=== Travail demandé 1 ===
Recopiez le passage de l'extrait sur la productivité et le niveau de vie en commençant par « (1) Cette délégation » et en allant jusqu'à « s'est-il interrompu ? ».
=== Travail demandé 2 ===
Rédigez la suite de l'extrait sur la productivité et le niveau de vie, en reprenant juste après sa dernière phrase.

=== Extrait proposé ===
▬▬▬▬▬▬

N° 189
SÉNAT
SESSION ORDINAIRE DE 2006-2007
Annexe au procès-verbal de la séance du 30 janvier 2007 |
RAPPORT D'INFORMATION
FAIT
au nom de la délégation du Sénat pour la planification (1) sur la productivité et le niveau de vie ,
Par M. Joël BOURDIN,
Sénateur.
(1) Cette délégation est composée de : M. Joël Bourdin, président ; M. Pierre André, Mme Évelyne Didier, MM. Joseph Kergueris, Jean-Pierre Plancade, vice-présidents ; MM. Yvon Collin, Claude Saunier, secrétaires ; MM. Bernard Angels, Gérard Bailly, Yves Fréville, Yves Krattinger, Philippe Leroy, Jean-Luc Miraux, Daniel Soulage .
Économie . |
INTRODUCTION
Pourquoi le mouvement de rattrapage par l'Europe du niveau de vie moyen des États-Unis, engagé après la Seconde guerre mondiale, s'est-il interrompu ?
Trois facteurs sont généralement évoqués :
- une première rupture est intervenue au milieu des années 70 , en lien avec le ralentissement de la croissance en Europe, ce qui a entraîné une hausse du chômage et un ralentissement de la croissance du facteur travail ;
- une deuxième rupture est intervenue au début des années 80 , avec la mise en oeuvre de politiques anti-inflationnistes en Europe, avec quelques années de retard sur les États-Unis et un impact négatif sur la croissance, à la fois plus durable et plus marqué ;
- une troisième rupture s'est produite au milieu des années 90 : à partir de 1995, la croissance de la productivité du travail aux États-Unis est passée d'un rythme tendanciel de 1,1 % par an à un rythme de 2,5 % par an ; en Europe, au contraire, le rythme a diminué, revenant de 2,3 % à 1,4 % par an. Ainsi, alors que l'Europe avait, en moyenne, pratiquement rattrapé les États-Unis en termes de productivité du travail, l'écart s'est à nouveau creusé à partir de 1995 .

▬▬▬▬▬▬

=== Données fournies ===
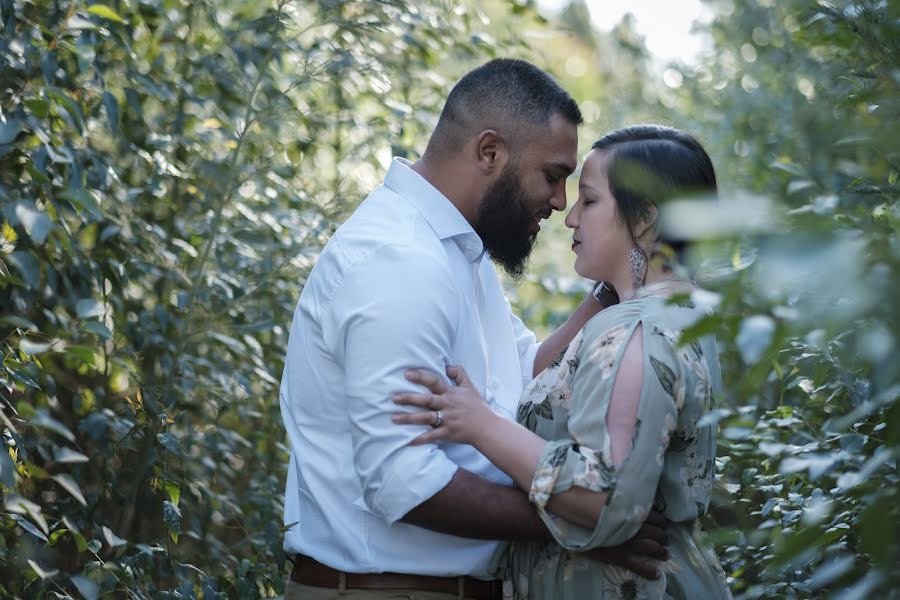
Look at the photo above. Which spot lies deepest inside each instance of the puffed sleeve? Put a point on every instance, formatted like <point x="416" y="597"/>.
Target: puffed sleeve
<point x="585" y="460"/>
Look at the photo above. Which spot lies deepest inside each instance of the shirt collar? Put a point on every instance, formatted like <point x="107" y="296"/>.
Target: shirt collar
<point x="445" y="219"/>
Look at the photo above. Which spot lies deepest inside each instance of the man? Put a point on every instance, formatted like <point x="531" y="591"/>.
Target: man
<point x="408" y="282"/>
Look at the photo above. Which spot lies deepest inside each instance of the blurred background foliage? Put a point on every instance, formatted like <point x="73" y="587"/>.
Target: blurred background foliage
<point x="169" y="171"/>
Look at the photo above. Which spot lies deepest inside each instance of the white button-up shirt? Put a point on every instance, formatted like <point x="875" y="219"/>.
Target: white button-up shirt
<point x="403" y="283"/>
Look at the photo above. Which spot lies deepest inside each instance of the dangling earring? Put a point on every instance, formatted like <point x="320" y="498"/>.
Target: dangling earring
<point x="638" y="267"/>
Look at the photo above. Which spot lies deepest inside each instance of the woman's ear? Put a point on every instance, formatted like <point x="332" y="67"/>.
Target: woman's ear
<point x="491" y="152"/>
<point x="646" y="228"/>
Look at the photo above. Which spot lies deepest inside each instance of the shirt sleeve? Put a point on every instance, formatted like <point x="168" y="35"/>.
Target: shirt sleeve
<point x="393" y="311"/>
<point x="526" y="344"/>
<point x="585" y="460"/>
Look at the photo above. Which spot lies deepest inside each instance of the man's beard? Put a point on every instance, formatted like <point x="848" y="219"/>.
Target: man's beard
<point x="504" y="223"/>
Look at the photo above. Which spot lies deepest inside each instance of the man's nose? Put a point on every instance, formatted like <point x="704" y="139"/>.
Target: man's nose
<point x="558" y="200"/>
<point x="571" y="218"/>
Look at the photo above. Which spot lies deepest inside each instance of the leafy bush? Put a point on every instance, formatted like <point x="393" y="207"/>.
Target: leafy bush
<point x="811" y="425"/>
<point x="169" y="172"/>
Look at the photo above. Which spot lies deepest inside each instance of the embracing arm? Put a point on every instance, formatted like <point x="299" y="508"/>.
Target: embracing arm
<point x="557" y="341"/>
<point x="473" y="507"/>
<point x="518" y="451"/>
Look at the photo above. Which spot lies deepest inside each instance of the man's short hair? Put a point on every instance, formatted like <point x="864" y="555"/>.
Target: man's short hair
<point x="510" y="96"/>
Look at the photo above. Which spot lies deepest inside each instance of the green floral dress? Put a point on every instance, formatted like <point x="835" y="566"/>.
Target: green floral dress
<point x="670" y="465"/>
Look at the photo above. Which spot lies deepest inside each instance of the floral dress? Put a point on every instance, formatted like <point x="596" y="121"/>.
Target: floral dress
<point x="670" y="465"/>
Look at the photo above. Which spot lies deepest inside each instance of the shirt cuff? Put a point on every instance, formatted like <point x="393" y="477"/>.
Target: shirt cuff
<point x="527" y="360"/>
<point x="410" y="483"/>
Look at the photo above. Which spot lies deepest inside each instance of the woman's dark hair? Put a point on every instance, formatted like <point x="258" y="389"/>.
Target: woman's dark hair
<point x="648" y="165"/>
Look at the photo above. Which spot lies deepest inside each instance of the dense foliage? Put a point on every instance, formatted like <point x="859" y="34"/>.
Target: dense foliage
<point x="169" y="171"/>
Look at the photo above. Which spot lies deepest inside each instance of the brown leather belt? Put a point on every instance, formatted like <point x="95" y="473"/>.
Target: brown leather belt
<point x="309" y="571"/>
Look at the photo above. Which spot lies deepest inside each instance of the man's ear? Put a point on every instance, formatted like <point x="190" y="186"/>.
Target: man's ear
<point x="491" y="152"/>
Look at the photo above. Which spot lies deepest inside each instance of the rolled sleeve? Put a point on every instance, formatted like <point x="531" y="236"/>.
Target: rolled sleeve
<point x="394" y="311"/>
<point x="585" y="459"/>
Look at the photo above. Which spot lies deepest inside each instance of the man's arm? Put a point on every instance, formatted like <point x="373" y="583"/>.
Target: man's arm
<point x="473" y="507"/>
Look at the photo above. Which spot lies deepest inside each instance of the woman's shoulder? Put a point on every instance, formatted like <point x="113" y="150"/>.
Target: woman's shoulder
<point x="617" y="316"/>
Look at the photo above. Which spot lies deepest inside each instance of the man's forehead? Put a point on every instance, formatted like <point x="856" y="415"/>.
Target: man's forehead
<point x="559" y="147"/>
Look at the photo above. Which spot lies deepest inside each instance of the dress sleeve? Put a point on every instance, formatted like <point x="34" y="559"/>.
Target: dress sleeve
<point x="585" y="459"/>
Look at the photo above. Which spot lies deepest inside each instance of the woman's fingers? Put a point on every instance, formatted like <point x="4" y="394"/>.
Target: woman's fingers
<point x="428" y="379"/>
<point x="458" y="375"/>
<point x="427" y="417"/>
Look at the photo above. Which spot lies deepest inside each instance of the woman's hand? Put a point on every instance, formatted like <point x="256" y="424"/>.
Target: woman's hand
<point x="456" y="414"/>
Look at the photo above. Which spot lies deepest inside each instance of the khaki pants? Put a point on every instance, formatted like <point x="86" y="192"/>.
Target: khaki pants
<point x="297" y="591"/>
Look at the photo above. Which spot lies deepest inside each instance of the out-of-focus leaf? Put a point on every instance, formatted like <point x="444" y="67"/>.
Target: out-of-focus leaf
<point x="86" y="587"/>
<point x="172" y="519"/>
<point x="40" y="571"/>
<point x="35" y="222"/>
<point x="170" y="442"/>
<point x="71" y="486"/>
<point x="89" y="308"/>
<point x="112" y="539"/>
<point x="101" y="10"/>
<point x="754" y="337"/>
<point x="45" y="421"/>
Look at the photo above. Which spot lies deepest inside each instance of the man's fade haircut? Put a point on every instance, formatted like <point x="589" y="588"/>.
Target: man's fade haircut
<point x="511" y="96"/>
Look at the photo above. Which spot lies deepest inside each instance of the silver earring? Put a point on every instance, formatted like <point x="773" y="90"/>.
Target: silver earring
<point x="638" y="266"/>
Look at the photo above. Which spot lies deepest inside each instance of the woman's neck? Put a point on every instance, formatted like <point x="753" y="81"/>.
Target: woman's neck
<point x="624" y="281"/>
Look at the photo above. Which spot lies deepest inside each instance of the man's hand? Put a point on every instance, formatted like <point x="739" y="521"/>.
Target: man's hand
<point x="641" y="553"/>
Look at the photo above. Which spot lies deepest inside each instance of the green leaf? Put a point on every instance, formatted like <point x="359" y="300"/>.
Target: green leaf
<point x="173" y="490"/>
<point x="18" y="505"/>
<point x="88" y="308"/>
<point x="9" y="130"/>
<point x="112" y="539"/>
<point x="112" y="111"/>
<point x="70" y="486"/>
<point x="39" y="107"/>
<point x="87" y="588"/>
<point x="71" y="106"/>
<point x="24" y="524"/>
<point x="101" y="10"/>
<point x="7" y="470"/>
<point x="27" y="266"/>
<point x="170" y="442"/>
<point x="45" y="421"/>
<point x="754" y="337"/>
<point x="98" y="329"/>
<point x="172" y="519"/>
<point x="64" y="455"/>
<point x="41" y="572"/>
<point x="36" y="222"/>
<point x="33" y="346"/>
<point x="82" y="200"/>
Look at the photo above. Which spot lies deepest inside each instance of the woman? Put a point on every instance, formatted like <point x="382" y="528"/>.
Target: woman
<point x="621" y="406"/>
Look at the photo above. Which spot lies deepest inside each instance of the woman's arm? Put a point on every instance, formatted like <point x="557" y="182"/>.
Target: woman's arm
<point x="513" y="448"/>
<point x="557" y="341"/>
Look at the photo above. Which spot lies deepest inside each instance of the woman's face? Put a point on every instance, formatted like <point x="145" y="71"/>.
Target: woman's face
<point x="601" y="238"/>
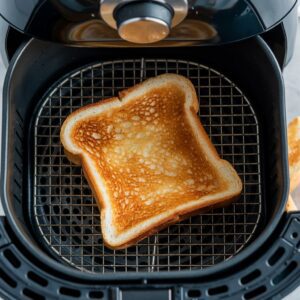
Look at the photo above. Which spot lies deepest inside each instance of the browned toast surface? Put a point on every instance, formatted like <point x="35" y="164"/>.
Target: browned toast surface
<point x="148" y="159"/>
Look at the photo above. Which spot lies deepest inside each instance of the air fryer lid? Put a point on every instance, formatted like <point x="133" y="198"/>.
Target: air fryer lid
<point x="20" y="135"/>
<point x="94" y="22"/>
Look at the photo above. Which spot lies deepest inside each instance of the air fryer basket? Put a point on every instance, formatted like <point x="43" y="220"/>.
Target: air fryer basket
<point x="66" y="215"/>
<point x="242" y="110"/>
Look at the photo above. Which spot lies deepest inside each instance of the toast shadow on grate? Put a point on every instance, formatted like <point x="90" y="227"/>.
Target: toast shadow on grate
<point x="66" y="214"/>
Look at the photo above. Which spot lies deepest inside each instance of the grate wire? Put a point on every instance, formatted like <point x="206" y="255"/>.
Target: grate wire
<point x="66" y="213"/>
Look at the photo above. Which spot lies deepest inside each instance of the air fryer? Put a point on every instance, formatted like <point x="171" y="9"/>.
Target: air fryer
<point x="62" y="55"/>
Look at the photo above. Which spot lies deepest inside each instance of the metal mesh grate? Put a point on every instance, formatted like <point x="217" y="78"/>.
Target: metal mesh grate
<point x="66" y="213"/>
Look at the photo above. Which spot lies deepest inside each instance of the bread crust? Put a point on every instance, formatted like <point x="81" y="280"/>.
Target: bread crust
<point x="79" y="157"/>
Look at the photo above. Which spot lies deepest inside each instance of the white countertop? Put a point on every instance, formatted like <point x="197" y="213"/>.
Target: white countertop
<point x="292" y="82"/>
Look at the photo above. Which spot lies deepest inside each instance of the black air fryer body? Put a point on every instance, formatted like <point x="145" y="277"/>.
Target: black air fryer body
<point x="234" y="52"/>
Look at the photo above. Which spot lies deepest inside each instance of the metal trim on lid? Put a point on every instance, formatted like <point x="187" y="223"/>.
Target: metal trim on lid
<point x="107" y="8"/>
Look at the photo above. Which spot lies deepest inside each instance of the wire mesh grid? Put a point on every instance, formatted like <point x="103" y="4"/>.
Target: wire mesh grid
<point x="66" y="214"/>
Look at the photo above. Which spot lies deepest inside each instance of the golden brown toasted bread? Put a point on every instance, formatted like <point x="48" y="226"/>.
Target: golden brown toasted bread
<point x="294" y="159"/>
<point x="147" y="158"/>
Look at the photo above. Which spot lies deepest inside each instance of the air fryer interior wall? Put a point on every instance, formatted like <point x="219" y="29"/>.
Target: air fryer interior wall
<point x="36" y="66"/>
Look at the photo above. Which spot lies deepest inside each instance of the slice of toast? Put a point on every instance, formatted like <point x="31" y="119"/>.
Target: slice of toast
<point x="148" y="159"/>
<point x="294" y="153"/>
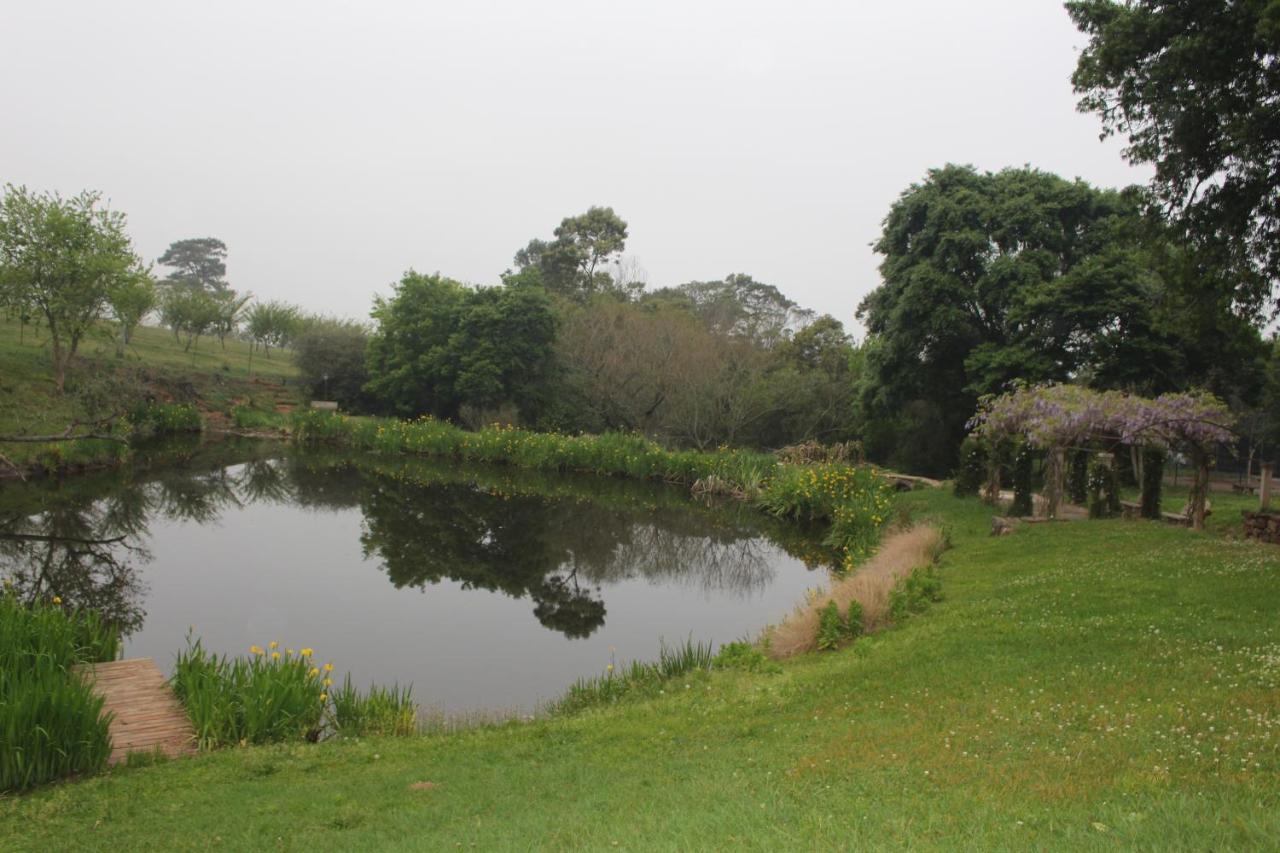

▬▬▬▬▬▬

=== Réponse produite 1 ===
(1) Cette délégation est composée de : M. Joël Bourdin, président ; M. Pierre André, Mme Évelyne Didier, MM. Joseph Kergueris, Jean-Pierre Plancade, vice-présidents ; MM. Yvon Collin, Claude Saunier, secrétaires ; MM. Bernard Angels, Gérard Bailly, Yves Fréville, Yves Krattinger, Philippe Leroy, Jean-Luc Miraux, Daniel Soulage .
Économie . |
INTRODUCTION
Pourquoi le mouvement de rattrapage par l'Europe du niveau de vie moyen des États-Unis, engagé après la Seconde guerre mondiale, s'est-il interrompu ?

=== Réponse produite 2 ===
Or, la capacité à mobiliser le facteur travail, d'une part, et la productivité du travail, d'autre part, déterminent le niveau de développement d'un pays. Ceci résulte de l'identité comptable très simple qui suit : le PIB est égal à l'emploi multiplié par la production par personne employée (c'est-à-dire la productivité du travail).
La triple inflexion évoquée ci-dessus est illustrée par le graphique n° 1 ci-dessous. On y voit notamment :
Graphique n° 1
PIB, PIB PAR HABITANT ET PIB PAR HEURE
TRAVAILLÉE
1960-2004
UE-15 EN % DES
ÉTATS-UNIS
Note : le terme « UE-15 »
désigne les 15 pays membres de l'Union européenne, avant le
1
er
mai 2004.
Source : Groningen Growth and Development
Centre (GGDC)
- à partir de 1975 , l'interruption du rattrapage des États-Unis par l'Europe en termes de PIB par habitant - courbe en pointillés bleus -, en lien avec le ralentissement de la croissance et la hausse du chômage ;
- à partir de 1995 , la productivité horaire - courbe en pointillés espacés orange - connaît également une baisse relativement aux États-Unis, entraînant un nouveau creusement de l'écart de niveau de vie entre l'Europe et les États-Unis.
Ainsi, alors que le PIB par habitant dans l'Union européenne 1 ( * ) était inférieur de 22 % à celui des États-Unis en 1980, cet écart s'est par la suite creusé pour atteindre 26 % en 2004.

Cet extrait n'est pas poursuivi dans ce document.